Your best bet? Use crushed tomatoes out of a jar (usually made with tomatoes and nothing else, or sometimes a few herbs) and skip the salt. You’ll be using cheese as a topping anyway, so you won’t miss the salt in the tomato sauce.
The worst offender in pizza could sometimes be the dough or crust. Refrigerated pizza crust, for instance, often contains hydrogenated oils as well as artificial additives. A quick look at the Pillsbury’s pizza dough ingredient list will reveal hydrogenated oils (typically a combination of soybean, palm, and cottonseed oils), and mono- and diglycerides, an emulsifier often found in processed foods. Mono- and diglycerides contains a small amount of trans fat. As it is classified as an additive (not oil), the trans fat ban doesn’t apply to this ingredient.
A healthier crust option could be ready-to-bake crust like this one by Great Value. A glance on the ingredient list reveals that no artificial additives have been used, and the sodium content is much less as well.

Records
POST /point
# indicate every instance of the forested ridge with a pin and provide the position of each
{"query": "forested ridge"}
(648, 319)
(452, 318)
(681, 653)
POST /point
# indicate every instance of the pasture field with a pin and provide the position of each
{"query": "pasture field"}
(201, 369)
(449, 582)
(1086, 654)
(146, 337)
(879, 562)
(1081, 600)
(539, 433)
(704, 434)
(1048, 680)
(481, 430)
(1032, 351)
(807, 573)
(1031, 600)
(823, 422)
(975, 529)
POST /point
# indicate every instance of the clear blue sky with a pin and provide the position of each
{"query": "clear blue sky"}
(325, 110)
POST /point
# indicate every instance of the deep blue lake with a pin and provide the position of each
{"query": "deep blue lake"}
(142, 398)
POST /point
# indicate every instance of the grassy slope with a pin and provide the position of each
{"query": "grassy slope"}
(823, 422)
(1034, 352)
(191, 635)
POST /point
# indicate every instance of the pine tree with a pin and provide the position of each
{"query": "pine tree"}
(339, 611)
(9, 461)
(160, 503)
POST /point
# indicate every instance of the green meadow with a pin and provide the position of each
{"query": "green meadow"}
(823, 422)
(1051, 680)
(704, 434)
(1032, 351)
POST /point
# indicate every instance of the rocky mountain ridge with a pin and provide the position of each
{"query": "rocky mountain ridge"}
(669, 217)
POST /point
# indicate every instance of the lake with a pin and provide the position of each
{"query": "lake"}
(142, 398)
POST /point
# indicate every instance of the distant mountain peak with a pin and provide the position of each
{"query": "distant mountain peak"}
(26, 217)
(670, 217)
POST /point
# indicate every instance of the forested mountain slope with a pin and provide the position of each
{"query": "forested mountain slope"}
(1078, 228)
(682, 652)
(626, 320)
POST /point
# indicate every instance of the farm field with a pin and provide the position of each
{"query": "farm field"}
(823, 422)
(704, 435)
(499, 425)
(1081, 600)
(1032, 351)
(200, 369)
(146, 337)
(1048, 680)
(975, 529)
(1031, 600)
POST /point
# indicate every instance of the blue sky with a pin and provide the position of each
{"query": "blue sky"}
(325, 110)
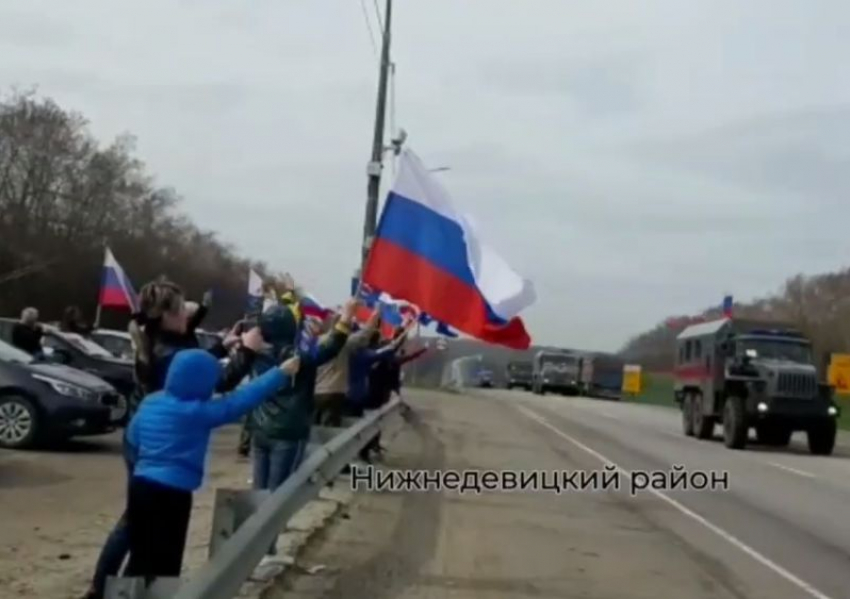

• _Task prompt_
Copy the pizza ingredient text above word for word. Start at the words "The worst offender" and stop after "to this ingredient.".

• _Task solution_
The worst offender in pizza could sometimes be the dough or crust. Refrigerated pizza crust, for instance, often contains hydrogenated oils as well as artificial additives. A quick look at the Pillsbury’s pizza dough ingredient list will reveal hydrogenated oils (typically a combination of soybean, palm, and cottonseed oils), and mono- and diglycerides, an emulsifier often found in processed foods. Mono- and diglycerides contains a small amount of trans fat. As it is classified as an additive (not oil), the trans fat ban doesn’t apply to this ingredient.